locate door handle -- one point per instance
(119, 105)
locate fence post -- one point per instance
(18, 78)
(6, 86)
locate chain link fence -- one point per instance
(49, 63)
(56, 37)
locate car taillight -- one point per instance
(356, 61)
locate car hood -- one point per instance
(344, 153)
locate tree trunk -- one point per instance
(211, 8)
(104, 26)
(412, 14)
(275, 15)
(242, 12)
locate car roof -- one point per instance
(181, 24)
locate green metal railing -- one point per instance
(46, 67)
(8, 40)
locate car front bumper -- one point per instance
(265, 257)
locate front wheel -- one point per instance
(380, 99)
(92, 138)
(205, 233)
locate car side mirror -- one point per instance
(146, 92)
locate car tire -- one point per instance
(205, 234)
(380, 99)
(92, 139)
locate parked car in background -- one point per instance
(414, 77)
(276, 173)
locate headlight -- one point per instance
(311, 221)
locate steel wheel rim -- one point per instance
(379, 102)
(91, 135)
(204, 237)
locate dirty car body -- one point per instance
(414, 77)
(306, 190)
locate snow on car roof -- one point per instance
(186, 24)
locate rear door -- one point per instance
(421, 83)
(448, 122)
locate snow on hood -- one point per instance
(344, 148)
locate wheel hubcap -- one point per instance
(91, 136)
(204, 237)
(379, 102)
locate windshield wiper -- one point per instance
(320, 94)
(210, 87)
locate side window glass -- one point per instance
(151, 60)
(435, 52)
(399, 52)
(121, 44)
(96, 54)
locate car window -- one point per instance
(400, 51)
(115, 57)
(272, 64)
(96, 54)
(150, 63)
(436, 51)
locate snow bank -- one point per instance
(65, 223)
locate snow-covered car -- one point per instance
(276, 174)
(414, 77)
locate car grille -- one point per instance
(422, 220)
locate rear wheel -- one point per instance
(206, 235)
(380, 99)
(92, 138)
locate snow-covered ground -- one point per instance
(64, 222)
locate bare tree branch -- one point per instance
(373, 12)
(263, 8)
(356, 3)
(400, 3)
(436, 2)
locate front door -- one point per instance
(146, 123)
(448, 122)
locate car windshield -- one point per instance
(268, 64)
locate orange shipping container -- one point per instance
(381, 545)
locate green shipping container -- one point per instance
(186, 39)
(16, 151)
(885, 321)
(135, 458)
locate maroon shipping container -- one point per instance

Task = Print out the whole listing exactly as it appears.

Exercise output =
locate door handle -- one point per instance
(119, 105)
locate fence post -- one point per instance
(18, 78)
(6, 86)
locate chain link fence -- one point per instance
(49, 63)
(56, 37)
locate car taillight -- one point per instance
(356, 61)
locate car hood -- one point per instance
(344, 153)
locate tree trunk -- one point per instance
(211, 8)
(104, 26)
(412, 14)
(275, 15)
(242, 12)
locate car roof -- one point per instance
(181, 24)
locate green metal railing -- one point per instance
(46, 67)
(8, 40)
locate car front bumper -- one point per instance
(265, 257)
locate front wheel -- one point per instance
(380, 99)
(92, 138)
(205, 233)
locate car side mirror -- one point per instance
(146, 92)
locate car tire -- one point per instance
(205, 234)
(380, 99)
(92, 139)
locate parked car in background -- one point per instance
(414, 77)
(276, 173)
locate headlight -- one point per instance
(311, 221)
locate steel wheel rim -- one point per instance
(379, 102)
(91, 135)
(204, 237)
locate dirty car body -- one point per instance
(414, 77)
(306, 190)
locate snow on car roof -- one point per instance
(186, 24)
locate rear door -- one point per instance
(421, 83)
(448, 122)
locate snow on hood -- one point per instance
(344, 148)
locate wheel hubcap -- one point per instance
(91, 136)
(204, 237)
(379, 102)
locate windshield wiper -- one point per instance
(320, 94)
(210, 87)
locate side window glass -- one point per instance
(151, 60)
(435, 52)
(399, 52)
(121, 44)
(96, 54)
locate car window -- one point per instance
(400, 51)
(115, 57)
(272, 64)
(96, 54)
(150, 63)
(436, 51)
locate snow bank -- one point per instance
(65, 223)
locate snow-covered car -- one point per instance
(276, 174)
(414, 77)
locate car grille -- one point per instance
(422, 220)
locate rear wheel -- one point per instance
(206, 235)
(380, 99)
(92, 138)
locate snow-covered ground -- one point per instance
(64, 222)
locate bare tree branch -- one point per instance
(373, 12)
(263, 8)
(356, 3)
(400, 3)
(436, 2)
locate front door -- one point per instance
(146, 123)
(448, 122)
locate car windshield -- one point per instance
(268, 64)
locate orange shipping container -- one point per instance
(381, 545)
locate green shipping container -- one point per instance
(186, 39)
(16, 151)
(885, 321)
(135, 458)
locate maroon shipping container -- one point per instance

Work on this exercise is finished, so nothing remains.